*** EXTRACTED RECORDS ***
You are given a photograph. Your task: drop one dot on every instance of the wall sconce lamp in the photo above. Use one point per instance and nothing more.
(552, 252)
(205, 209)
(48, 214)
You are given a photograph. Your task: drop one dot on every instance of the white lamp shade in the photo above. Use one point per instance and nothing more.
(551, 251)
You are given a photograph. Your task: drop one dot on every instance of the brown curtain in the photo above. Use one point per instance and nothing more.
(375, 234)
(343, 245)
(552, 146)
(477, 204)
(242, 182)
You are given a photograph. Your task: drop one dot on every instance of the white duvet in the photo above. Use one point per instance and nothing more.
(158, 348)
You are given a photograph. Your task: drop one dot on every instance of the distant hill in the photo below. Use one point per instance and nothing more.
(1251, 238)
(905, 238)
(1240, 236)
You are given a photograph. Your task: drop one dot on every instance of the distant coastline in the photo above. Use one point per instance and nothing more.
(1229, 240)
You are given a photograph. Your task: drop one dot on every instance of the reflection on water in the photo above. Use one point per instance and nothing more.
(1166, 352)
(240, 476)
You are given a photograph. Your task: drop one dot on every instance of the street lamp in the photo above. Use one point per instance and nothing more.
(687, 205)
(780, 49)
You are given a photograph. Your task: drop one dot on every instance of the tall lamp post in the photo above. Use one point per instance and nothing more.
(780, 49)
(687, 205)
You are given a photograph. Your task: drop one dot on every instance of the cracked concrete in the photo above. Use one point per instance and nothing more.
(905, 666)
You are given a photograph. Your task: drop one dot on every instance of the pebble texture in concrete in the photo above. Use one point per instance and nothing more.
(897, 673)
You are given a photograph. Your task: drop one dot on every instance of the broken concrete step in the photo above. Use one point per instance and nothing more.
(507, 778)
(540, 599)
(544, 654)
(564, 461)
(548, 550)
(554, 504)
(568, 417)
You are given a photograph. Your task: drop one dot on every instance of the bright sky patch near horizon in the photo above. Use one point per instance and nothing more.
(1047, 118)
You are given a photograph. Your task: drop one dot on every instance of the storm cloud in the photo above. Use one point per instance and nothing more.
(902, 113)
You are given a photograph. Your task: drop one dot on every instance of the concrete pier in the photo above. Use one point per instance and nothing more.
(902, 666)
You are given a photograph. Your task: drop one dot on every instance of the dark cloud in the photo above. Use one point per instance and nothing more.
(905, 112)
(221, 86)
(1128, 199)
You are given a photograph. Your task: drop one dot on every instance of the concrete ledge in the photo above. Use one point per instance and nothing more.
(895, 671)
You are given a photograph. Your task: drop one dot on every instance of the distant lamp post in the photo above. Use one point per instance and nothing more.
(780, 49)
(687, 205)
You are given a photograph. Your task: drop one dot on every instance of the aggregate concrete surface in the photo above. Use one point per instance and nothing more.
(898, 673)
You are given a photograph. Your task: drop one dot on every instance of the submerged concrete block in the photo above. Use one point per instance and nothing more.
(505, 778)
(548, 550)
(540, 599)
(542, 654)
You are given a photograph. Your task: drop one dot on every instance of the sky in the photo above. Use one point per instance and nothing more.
*** End of EXTRACTED RECORDS ***
INSTRUCTIONS FOR THE TASK
Output every line from the records, exactly as written.

RESULT OF THE TASK
You are given a photograph. Your task: drop one dot on every instance of the wall sconce lamp in the photo above. Use one point per instance and nothing more.
(552, 252)
(205, 209)
(48, 214)
You are given a photograph. Your task: drop one dot on every instance of the white lamp shade in the photo above. Use one point per instance and nothing more.
(551, 251)
You are given a photograph. Your task: drop one dot on every instance of the brown curtain in the photo above. Use one point per instance and nothing more.
(375, 234)
(343, 245)
(552, 146)
(477, 204)
(242, 182)
You are given a photograph. Your task: drop one dot on every instance of the white duvet in the photo above. Use one point per instance and nothing more.
(158, 348)
You are given a photograph. Your task: drop one dot on every instance of the distant hill in the photo below. Use one point per instance and nothing more.
(1251, 238)
(905, 238)
(1240, 236)
You are given a photograph. Your task: drop one dot on every instance of the distant coastline in the photo above. Use one point per instance and nothing more.
(1229, 240)
You are given a photograph. Your task: drop one dot on every instance of the reflection on water in the photo above. Use one point per instance and nothing more.
(1166, 352)
(240, 476)
You are given a photograph. Your task: drop one dot on every instance of the street lamp in the photo above. Use one point per instance and nothing more.
(687, 205)
(780, 49)
You are given a photograph. Your task: drop one dot on every instance of the tall lamp post in the photo above. Use one point per instance and nothing more.
(780, 49)
(687, 205)
You are given a photograph. Your task: drop one dot on every instance of the cracked concrete in the photo above. Use one point per instance and nothing more.
(905, 666)
You are given a photograph. Your task: drop one dot on every instance of the pebble texture in concrete in the photo above. Use one point per instance and nothing more.
(897, 673)
You are given a photograph. Your task: drop one dot on every instance of the broken concrete step in the photo above. Use one point per instance and nothing more.
(507, 778)
(540, 599)
(544, 654)
(564, 461)
(548, 550)
(554, 504)
(568, 417)
You are given a photograph. Your task: drop one dot on every instance of the bright sky patch near horizon in the photo above. Use one point per instance and nothing more.
(1047, 118)
You are given a photograph. Your task: drop one dot on every instance of the storm cloud in the photo above. Use one point per instance and nothing more.
(902, 113)
You are given a photograph. Your task: drop one dot on every instance of the concrete pier in the photo above. Use one point per instance and nothing more.
(902, 666)
You are given a photograph. Your task: drop one dot on every instance of the dark cloud in the photo above. Use one point per instance and nothing more.
(905, 112)
(221, 86)
(1128, 199)
You are given a photograph. Your task: drop one dot on every instance of the concrete ledge in the photo above. Use one point per instance and nothing more.
(895, 671)
You are given a photograph. Your task: drop one dot on every instance of the distant lamp post in the photo above. Use one point per instance and nothing more.
(780, 49)
(687, 205)
You are given a photograph. Your task: drop one dot on every instance of the aggregate concrete surface in the photo above. Use one point per instance and nothing more.
(898, 673)
You are given a photograph. Your task: drop one dot on every instance of the submerged concrete block in the photo above. Use one point per instance and nothing more.
(505, 778)
(548, 550)
(540, 599)
(542, 654)
You are given a photograph. Your task: drop one dot on every instance of the sky in the photo above. Use one point per instance and nothing more.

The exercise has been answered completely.